Task goal — Copy out the data word for word, without any of its pictures.

[[ Information provided open ]]

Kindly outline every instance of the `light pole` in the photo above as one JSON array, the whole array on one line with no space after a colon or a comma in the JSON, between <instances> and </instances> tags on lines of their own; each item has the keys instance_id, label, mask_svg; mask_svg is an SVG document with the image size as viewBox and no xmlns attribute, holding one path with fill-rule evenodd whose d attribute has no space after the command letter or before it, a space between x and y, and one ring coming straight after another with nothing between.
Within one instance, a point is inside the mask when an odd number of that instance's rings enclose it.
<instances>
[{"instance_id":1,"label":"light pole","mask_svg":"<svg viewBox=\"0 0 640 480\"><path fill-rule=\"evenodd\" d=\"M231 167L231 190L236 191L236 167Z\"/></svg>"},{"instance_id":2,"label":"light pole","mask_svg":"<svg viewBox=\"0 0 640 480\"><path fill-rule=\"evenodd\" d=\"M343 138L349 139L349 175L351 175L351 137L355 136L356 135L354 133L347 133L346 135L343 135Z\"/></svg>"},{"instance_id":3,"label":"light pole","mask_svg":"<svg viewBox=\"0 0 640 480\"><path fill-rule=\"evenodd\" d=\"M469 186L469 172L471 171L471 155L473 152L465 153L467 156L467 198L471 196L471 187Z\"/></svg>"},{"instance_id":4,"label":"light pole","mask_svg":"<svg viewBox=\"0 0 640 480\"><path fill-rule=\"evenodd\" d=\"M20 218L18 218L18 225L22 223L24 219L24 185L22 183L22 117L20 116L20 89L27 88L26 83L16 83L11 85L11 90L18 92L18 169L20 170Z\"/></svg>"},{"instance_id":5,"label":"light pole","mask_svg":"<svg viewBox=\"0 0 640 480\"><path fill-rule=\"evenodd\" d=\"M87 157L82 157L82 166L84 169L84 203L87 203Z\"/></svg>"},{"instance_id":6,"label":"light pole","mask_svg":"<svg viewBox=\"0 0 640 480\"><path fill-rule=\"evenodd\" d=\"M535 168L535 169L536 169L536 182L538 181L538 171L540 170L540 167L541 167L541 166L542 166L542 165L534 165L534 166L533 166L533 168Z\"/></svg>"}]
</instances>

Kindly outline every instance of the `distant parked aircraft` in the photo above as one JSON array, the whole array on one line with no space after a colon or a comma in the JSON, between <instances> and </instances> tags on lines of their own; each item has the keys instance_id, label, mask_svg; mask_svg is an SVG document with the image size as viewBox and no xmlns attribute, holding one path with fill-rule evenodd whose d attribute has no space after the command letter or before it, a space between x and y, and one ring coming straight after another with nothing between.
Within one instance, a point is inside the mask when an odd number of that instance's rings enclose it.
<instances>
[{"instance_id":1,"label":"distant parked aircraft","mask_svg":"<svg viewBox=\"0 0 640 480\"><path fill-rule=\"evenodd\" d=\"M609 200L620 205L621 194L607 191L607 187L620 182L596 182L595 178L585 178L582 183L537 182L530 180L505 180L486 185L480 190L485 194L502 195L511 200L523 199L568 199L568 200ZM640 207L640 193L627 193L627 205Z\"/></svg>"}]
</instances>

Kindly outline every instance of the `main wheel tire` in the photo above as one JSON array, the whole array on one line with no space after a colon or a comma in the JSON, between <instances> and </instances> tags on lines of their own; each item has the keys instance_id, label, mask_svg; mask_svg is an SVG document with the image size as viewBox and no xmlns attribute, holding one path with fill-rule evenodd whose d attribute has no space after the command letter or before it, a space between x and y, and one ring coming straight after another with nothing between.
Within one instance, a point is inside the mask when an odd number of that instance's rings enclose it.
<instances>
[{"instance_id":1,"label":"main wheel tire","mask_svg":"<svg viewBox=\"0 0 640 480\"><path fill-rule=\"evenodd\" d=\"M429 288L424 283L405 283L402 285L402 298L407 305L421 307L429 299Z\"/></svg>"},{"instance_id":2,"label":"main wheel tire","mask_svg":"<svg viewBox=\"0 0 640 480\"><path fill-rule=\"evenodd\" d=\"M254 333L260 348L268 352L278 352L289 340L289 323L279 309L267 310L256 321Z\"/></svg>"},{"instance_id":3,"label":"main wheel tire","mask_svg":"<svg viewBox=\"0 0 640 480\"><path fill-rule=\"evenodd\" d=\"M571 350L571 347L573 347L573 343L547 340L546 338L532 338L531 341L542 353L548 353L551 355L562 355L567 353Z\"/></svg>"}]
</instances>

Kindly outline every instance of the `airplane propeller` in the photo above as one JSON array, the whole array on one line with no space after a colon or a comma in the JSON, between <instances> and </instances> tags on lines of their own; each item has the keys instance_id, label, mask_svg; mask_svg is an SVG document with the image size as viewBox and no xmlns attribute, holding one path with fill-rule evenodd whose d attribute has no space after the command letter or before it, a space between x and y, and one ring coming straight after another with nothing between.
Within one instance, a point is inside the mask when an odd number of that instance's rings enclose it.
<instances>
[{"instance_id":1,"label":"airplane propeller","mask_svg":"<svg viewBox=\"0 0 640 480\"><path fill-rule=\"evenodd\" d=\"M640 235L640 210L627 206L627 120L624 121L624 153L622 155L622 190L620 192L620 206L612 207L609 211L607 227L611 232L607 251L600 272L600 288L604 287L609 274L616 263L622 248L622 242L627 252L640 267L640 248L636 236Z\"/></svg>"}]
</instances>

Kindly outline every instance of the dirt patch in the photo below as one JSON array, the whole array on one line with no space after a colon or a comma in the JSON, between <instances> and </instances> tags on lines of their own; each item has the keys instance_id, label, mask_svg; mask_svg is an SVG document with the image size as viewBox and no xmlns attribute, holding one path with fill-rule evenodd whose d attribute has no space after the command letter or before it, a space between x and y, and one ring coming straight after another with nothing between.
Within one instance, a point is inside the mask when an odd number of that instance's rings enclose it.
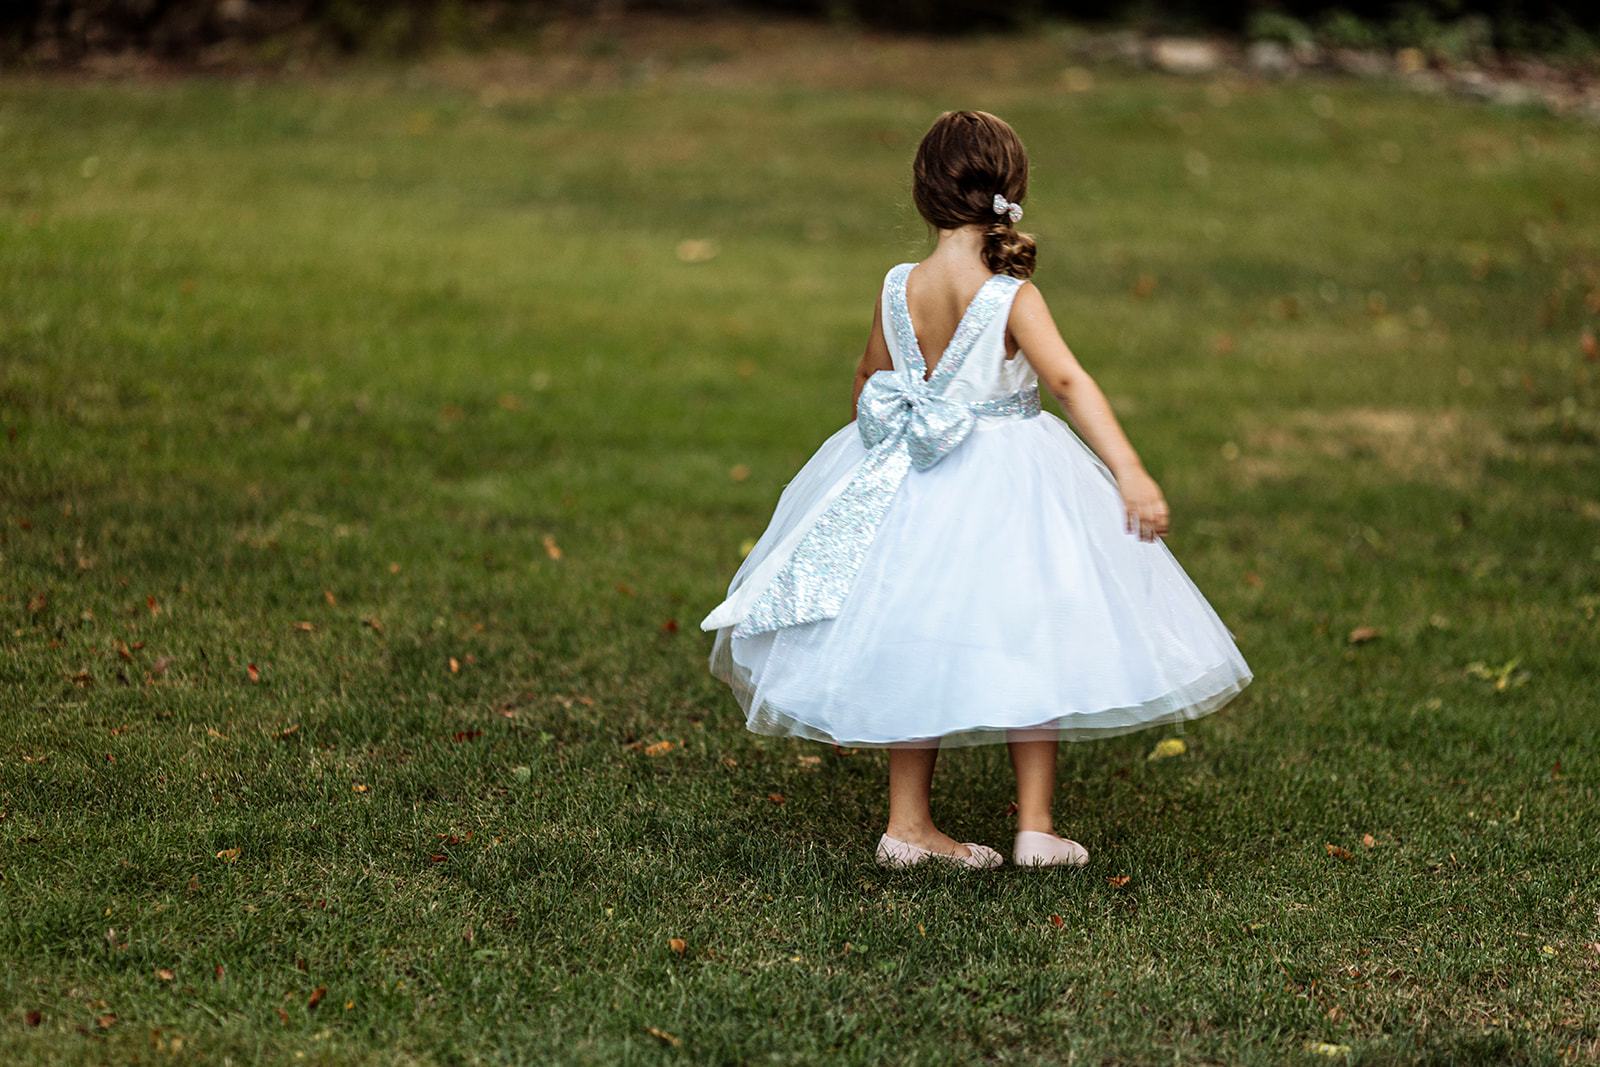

[[ Information provided closed ]]

Task solution —
Kindly outline every instance of the `light pole` in the photo above as one JSON array, the whole array on one line with no space after a colon or a comma in the JSON, between <instances> and </instances> tags on lines of their own; each item has the keys instance_id, label, mask_svg; mask_svg is an SVG document with the image size as viewBox and no xmlns attribute, holding one path with fill-rule evenodd whose d attribute has no space after the command letter or before it, a space between x and y, and one ring coming straight after another with nothing between.
Within one instance, a point is inside the mask when an odd number of that instance's rings enclose it.
<instances>
[{"instance_id":1,"label":"light pole","mask_svg":"<svg viewBox=\"0 0 640 480\"><path fill-rule=\"evenodd\" d=\"M231 167L231 190L236 191L236 167Z\"/></svg>"},{"instance_id":2,"label":"light pole","mask_svg":"<svg viewBox=\"0 0 640 480\"><path fill-rule=\"evenodd\" d=\"M343 138L349 139L349 175L351 175L351 137L355 136L356 135L354 133L347 133L346 135L343 135Z\"/></svg>"},{"instance_id":3,"label":"light pole","mask_svg":"<svg viewBox=\"0 0 640 480\"><path fill-rule=\"evenodd\" d=\"M469 186L469 172L471 171L471 155L473 152L465 153L467 156L467 198L471 196L471 187Z\"/></svg>"},{"instance_id":4,"label":"light pole","mask_svg":"<svg viewBox=\"0 0 640 480\"><path fill-rule=\"evenodd\" d=\"M20 218L18 218L18 225L22 223L24 219L24 185L22 183L22 117L20 116L20 89L27 88L26 83L16 83L11 85L11 90L18 92L18 169L20 170Z\"/></svg>"},{"instance_id":5,"label":"light pole","mask_svg":"<svg viewBox=\"0 0 640 480\"><path fill-rule=\"evenodd\" d=\"M87 157L82 157L82 166L84 169L84 203L87 203Z\"/></svg>"},{"instance_id":6,"label":"light pole","mask_svg":"<svg viewBox=\"0 0 640 480\"><path fill-rule=\"evenodd\" d=\"M535 168L535 169L536 169L536 182L538 181L538 171L540 170L540 167L541 167L541 166L542 166L542 165L534 165L534 166L533 166L533 168Z\"/></svg>"}]
</instances>

Kindly outline every instance of the `distant parked aircraft` in the photo above as one JSON array, the whole array on one line with no space after a colon or a comma in the JSON, between <instances> and </instances> tags on lines of their own; each item has the keys instance_id, label, mask_svg; mask_svg is an SVG document with the image size as viewBox and no xmlns attribute, holding one path with fill-rule evenodd whose d attribute has no space after the command letter or before it, a space between x and y, and one ring coming straight after another with nothing between.
Within one instance, a point is inside the mask when an odd number of that instance's rings enclose it.
<instances>
[{"instance_id":1,"label":"distant parked aircraft","mask_svg":"<svg viewBox=\"0 0 640 480\"><path fill-rule=\"evenodd\" d=\"M609 200L620 205L621 194L607 191L607 187L620 182L596 182L595 178L585 178L582 183L537 182L530 180L505 180L486 185L480 190L485 194L502 195L511 200L523 199L568 199L568 200ZM640 207L640 193L627 193L627 205Z\"/></svg>"}]
</instances>

Kindly outline every instance of the `main wheel tire` in the photo above as one JSON array, the whole array on one line with no space after a colon or a comma in the JSON, between <instances> and </instances> tags on lines of their own; each item has the keys instance_id, label, mask_svg; mask_svg is an SVG document with the image size as viewBox and no xmlns attribute, holding one path with fill-rule evenodd whose d attribute has no space after the command letter or before it, a space between x and y, and one ring coming straight after another with nothing between.
Within one instance, a point is inside the mask when an odd number of that instance's rings enclose it.
<instances>
[{"instance_id":1,"label":"main wheel tire","mask_svg":"<svg viewBox=\"0 0 640 480\"><path fill-rule=\"evenodd\" d=\"M429 288L424 283L405 283L402 285L402 298L407 305L421 307L429 299Z\"/></svg>"},{"instance_id":2,"label":"main wheel tire","mask_svg":"<svg viewBox=\"0 0 640 480\"><path fill-rule=\"evenodd\" d=\"M254 333L260 348L268 352L278 352L289 340L289 323L279 309L267 310L256 321Z\"/></svg>"},{"instance_id":3,"label":"main wheel tire","mask_svg":"<svg viewBox=\"0 0 640 480\"><path fill-rule=\"evenodd\" d=\"M571 350L571 347L573 347L573 343L547 340L546 338L532 338L531 341L542 353L548 353L551 355L562 355L567 353Z\"/></svg>"}]
</instances>

Kindly outline every instance of the `airplane propeller` in the photo above as one JSON array, the whole array on one line with no space after a colon or a comma in the JSON, between <instances> and </instances> tags on lines of their own; each item has the keys instance_id, label, mask_svg; mask_svg is an SVG document with the image size as viewBox and no xmlns attribute, holding one path with fill-rule evenodd whose d attribute has no space after the command letter or before it, a space between x and y, and one ring coming straight after another with nothing between.
Within one instance, a point is inside the mask when an odd number of that instance's rings enclose it.
<instances>
[{"instance_id":1,"label":"airplane propeller","mask_svg":"<svg viewBox=\"0 0 640 480\"><path fill-rule=\"evenodd\" d=\"M640 235L640 210L627 206L627 120L624 121L624 153L622 155L622 190L620 192L620 206L612 207L609 211L607 227L611 232L607 251L600 272L600 288L604 287L609 274L616 263L622 248L622 242L627 252L640 267L640 248L636 236Z\"/></svg>"}]
</instances>

Kindly outline every instance of the dirt patch in the photo below as one JSON array, the whole array on one line with no space after a colon or a comma in the JSON, between <instances> and </instances> tags on lines of their own; each item has the keys instance_id, label, mask_svg; mask_svg is an SVG document with the image size as viewBox and no xmlns attribute, holding one path with fill-rule evenodd whose d attribute has no space after the command letter or before it, a space between x and y, and one ring coming straight after another with nothing between.
Within one instance, a point is inside the mask when an odd number of that instance's rings enclose it.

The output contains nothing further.